==== THE INPUT ====

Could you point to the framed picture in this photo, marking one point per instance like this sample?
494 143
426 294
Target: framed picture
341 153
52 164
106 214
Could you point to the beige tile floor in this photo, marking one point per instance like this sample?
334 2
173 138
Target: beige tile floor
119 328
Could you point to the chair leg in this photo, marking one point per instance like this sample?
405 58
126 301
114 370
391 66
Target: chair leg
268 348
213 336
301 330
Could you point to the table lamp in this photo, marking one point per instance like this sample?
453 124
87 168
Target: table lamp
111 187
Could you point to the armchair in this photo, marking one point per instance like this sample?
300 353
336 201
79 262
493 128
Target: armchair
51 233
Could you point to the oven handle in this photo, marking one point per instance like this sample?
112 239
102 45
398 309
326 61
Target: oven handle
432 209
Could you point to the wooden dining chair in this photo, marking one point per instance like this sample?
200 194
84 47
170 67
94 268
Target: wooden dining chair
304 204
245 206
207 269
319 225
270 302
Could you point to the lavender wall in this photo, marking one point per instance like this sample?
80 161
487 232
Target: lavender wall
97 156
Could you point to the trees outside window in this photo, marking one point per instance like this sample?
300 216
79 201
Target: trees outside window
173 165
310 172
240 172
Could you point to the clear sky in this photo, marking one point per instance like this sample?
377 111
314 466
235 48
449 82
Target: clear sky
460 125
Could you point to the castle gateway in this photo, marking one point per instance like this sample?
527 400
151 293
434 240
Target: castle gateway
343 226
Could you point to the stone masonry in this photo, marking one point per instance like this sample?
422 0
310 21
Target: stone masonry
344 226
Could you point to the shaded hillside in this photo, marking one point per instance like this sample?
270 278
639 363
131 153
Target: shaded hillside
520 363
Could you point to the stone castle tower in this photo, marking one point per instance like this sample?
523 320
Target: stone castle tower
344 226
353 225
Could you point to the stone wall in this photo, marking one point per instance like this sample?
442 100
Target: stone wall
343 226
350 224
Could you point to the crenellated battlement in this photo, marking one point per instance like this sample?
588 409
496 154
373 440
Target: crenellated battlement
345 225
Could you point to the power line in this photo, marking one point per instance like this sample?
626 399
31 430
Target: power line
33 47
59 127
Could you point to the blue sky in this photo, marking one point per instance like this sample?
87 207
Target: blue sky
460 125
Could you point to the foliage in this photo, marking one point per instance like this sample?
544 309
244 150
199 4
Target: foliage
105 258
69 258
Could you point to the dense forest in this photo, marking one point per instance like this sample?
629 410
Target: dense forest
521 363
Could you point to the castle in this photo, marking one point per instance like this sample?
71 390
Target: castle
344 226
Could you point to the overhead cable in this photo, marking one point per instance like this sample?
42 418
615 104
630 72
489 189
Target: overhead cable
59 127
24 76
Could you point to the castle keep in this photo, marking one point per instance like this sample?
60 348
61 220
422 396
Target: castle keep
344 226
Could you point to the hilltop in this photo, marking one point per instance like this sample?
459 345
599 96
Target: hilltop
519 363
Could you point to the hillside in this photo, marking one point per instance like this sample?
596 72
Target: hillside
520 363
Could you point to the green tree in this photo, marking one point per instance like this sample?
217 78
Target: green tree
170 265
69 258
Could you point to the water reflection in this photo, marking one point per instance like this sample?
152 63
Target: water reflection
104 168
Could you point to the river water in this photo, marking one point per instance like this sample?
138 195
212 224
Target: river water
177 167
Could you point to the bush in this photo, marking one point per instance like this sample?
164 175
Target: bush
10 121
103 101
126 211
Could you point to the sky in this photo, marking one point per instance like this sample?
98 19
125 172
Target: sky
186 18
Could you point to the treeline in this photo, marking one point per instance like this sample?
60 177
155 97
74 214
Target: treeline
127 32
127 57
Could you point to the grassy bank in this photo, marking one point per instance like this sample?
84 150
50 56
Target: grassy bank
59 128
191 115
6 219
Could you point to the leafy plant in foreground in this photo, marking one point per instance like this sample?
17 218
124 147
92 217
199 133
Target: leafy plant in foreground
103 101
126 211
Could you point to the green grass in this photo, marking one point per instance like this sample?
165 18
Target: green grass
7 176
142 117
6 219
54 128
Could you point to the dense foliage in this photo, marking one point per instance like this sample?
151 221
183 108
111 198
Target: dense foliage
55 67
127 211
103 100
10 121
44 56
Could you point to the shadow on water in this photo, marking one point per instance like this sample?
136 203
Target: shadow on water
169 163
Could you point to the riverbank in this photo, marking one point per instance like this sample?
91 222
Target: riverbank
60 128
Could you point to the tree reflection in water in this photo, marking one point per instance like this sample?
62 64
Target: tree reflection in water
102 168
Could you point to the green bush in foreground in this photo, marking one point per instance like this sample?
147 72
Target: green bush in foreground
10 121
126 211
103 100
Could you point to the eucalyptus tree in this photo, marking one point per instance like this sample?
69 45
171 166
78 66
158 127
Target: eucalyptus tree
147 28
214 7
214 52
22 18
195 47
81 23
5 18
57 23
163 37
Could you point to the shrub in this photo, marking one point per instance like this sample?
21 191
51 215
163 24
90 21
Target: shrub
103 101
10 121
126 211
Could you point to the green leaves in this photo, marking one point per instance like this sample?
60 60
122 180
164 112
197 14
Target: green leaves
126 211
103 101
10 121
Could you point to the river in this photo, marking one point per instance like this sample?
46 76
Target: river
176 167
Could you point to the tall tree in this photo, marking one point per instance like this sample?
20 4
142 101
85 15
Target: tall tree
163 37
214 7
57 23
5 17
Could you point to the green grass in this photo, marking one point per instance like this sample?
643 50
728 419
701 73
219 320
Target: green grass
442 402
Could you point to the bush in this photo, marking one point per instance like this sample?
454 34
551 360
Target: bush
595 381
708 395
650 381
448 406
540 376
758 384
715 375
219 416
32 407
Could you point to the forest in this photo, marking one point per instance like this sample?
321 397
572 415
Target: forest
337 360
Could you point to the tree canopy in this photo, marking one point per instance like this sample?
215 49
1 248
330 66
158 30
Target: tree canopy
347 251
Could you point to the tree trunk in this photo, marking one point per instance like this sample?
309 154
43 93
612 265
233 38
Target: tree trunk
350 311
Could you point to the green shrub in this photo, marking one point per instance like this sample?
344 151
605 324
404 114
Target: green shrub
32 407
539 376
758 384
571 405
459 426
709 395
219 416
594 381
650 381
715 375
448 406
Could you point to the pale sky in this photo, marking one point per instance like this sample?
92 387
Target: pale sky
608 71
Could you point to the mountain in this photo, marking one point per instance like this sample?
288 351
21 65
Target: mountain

====

- ASSIGNMENT
Retype the material precisely, leaving out no line.

- EXERCISE OUTPUT
Could you point to the framed picture in this photo, marking one point per instance like this sample?
494 143
426 294
Target: framed picture
341 153
52 164
106 214
Could you point to the beige tile floor in this photo, marking one point per instance like this sample?
334 2
173 138
Target: beige tile floor
119 328
Could you point to the chair leg in this photo, marking one point per instance like this sample?
405 58
126 301
114 370
391 66
Target: chair leg
268 348
213 336
301 330
Could you point to the table lamp in this photo, marking one point per instance like this sample?
453 124
87 168
Target: table lamp
111 187
Could you point to the armchair in this photo, marking one point per instance like this sample?
300 353
336 201
79 262
493 128
Target: armchair
51 233
Could you point to the oven handle in this photo, marking one point per instance like this sample?
112 239
102 45
398 309
326 61
Target: oven handle
432 209
Could you point to the wooden dining chair in this photo, marking one point per instance like this sample?
200 194
84 47
170 67
94 268
Target: wooden dining chair
304 204
245 206
207 269
319 225
270 302
Could you point to the lavender wall in this photo, marking one point per instance like this sample?
80 161
487 232
Target: lavender wall
97 156
Could you point to the trees outside window in this photo, marking one point per instance like this sample?
300 216
79 201
Target: trees outside window
173 165
310 172
240 172
Could you point to the clear sky in this photo, marking one point per instance like this sample?
377 111
314 466
235 48
449 82
Target: clear sky
460 125
Could you point to the castle gateway in this photo, marking one point per instance like this sample?
527 400
151 293
434 240
Target: castle gateway
343 226
Could you point to the stone masonry in this photo, marking one point per instance like this sample?
422 0
310 21
Target: stone masonry
344 226
Could you point to the shaded hillside in this photo, marking one point per instance like this sample?
270 278
639 363
131 153
Target: shaded hillside
520 363
Could you point to the stone castle tower in this photo, marking one point per instance like this sample?
523 320
Target: stone castle tower
344 226
353 225
Could you point to the stone wall in this photo, marking one point per instance like this sample?
442 100
Target: stone wall
343 226
350 224
Could you point to the crenellated battlement in this photo, marking one point per instance like this sample?
588 409
496 154
373 440
Target: crenellated battlement
345 225
Could you point to the power line in this photo, marking one point per instance like this sample?
626 399
31 430
Target: power line
33 47
59 127
Could you point to the blue sky in this photo, marking one point per instance like this sample?
87 207
Target: blue sky
460 125
Could you point to the foliage in this photo, marking one point per instance like this sample?
544 309
244 150
199 4
Target: foliage
105 258
69 258
Could you point to the dense forest in this photo, marking one point per instance like this sample?
629 410
Target: dense forest
521 363
Could you point to the castle in this photo, marking one point per instance like this sample?
71 390
Target: castle
344 226
Could you point to the overhead cable in this photo, marking one point per instance like this sample?
42 418
615 104
630 72
489 189
Target: overhead cable
59 127
24 76
Could you point to the castle keep in this photo, marking one point per instance like this sample?
60 348
61 220
422 396
Target: castle keep
344 226
Could you point to the hilltop in this photo, marking one point per instance like this sample?
459 345
599 96
Target: hilltop
519 363
Could you point to the hillside in this photo, marking one point per instance like this sample?
596 72
Target: hillside
520 363
Could you point to the green tree in this photo, marking one point per instance like this sample?
217 78
Target: green tree
170 265
69 258
Could you point to the water reflection in this photo, marking one point per instance like this sample?
152 63
Target: water reflection
104 168
Could you point to the river water in this photo, marking one point per instance like this sample?
138 195
212 224
Target: river water
177 167
Could you point to the bush in this photo, marking one point per instance like this sample?
164 175
Target: bush
10 121
103 101
126 211
Could you point to the sky in this photo, marking one point per instance like this sample?
98 19
125 172
Target: sky
186 18
Could you point to the treeline in this photo, marking one point per instance like this sample?
60 177
155 97
74 214
Target: treeline
127 32
127 57
Could you point to the grassy bank in this photo, marking one point per instance like this sample?
84 150
50 56
Target: grassy bank
59 128
191 115
6 219
Could you point to the leafy plant in foreground in this photo, marking one point per instance like this sample?
17 218
124 147
92 217
199 133
Target: leafy plant in foreground
103 101
126 211
Could you point to the green grass in this photo, marking one point per instance like this sample?
165 18
Target: green grass
7 176
142 117
6 219
54 128
Could you point to the dense foliage in this photo, marking one point per instance like this sample?
151 221
183 108
111 198
Target: dense foliage
55 67
127 211
103 100
10 121
44 56
Could you point to the shadow on water in this photo, marking one point per instance like this sample?
136 203
Target: shadow on water
169 163
Could you point to the riverbank in this photo, marking one point per instance like this sample?
91 222
Target: riverbank
60 128
Could you point to the tree reflection in water in this photo, marking one point per instance like this sample?
62 64
Target: tree reflection in water
102 168
Could you point to the green bush in foreground in this photo, marking one point per instance like this sample?
147 72
Target: green bush in foreground
10 121
126 211
103 100
Could you point to the eucalyptus tree in this photo, marking one point per instance like this sample?
69 45
171 166
78 66
158 127
Target: eucalyptus tree
147 28
214 7
214 52
22 18
195 47
81 23
5 18
57 23
163 37
Could you point to the shrub in this photo, marking one point per instance like this sample?
21 191
51 215
163 24
90 21
Target: shrub
103 101
10 121
126 211
Could you point to the green leaves in this photo, marking one point per instance like this sample?
60 60
122 180
164 112
197 14
Target: green leaves
126 211
103 101
10 121
Could you point to the river in this photo, marking one point per instance like this sample?
46 76
Target: river
176 167
Could you point to the tall tree in this photo, marking one point per instance like this sample?
20 4
142 101
85 15
Target: tall tree
163 37
214 7
57 23
5 17
Could you point to the green grass in this photo, marking one point per instance like this sample?
643 50
728 419
701 73
219 320
Target: green grass
442 402
Could you point to the bush in this photo, marking one point per instance like this sample?
454 34
551 360
Target: bush
595 381
708 395
650 381
448 406
540 376
758 384
715 375
219 416
32 407
Could you point to the forest in this photo, marking one point per instance like this sample?
321 397
572 415
Target: forest
337 360
Could you point to the tree canopy in this photo, marking one point per instance like this sample?
215 49
1 248
330 66
158 30
Target: tree canopy
347 251
Could you point to the tree trunk in this photo, marking one point per instance like this sample?
309 154
43 93
612 265
233 38
Target: tree trunk
350 311
Could you point to the green shrub in this photo, marking one point per instance like this sample?
344 151
605 324
404 114
Target: green shrub
32 407
539 376
758 384
571 405
459 426
709 395
219 416
594 381
650 381
715 375
448 406
Could you point to the pale sky in this photo, marking one point per instance like this sample?
92 387
Target: pale sky
608 71
Could you point to the mountain in this photo, marking one point per instance like this sample?
288 351
21 65
Target: mountain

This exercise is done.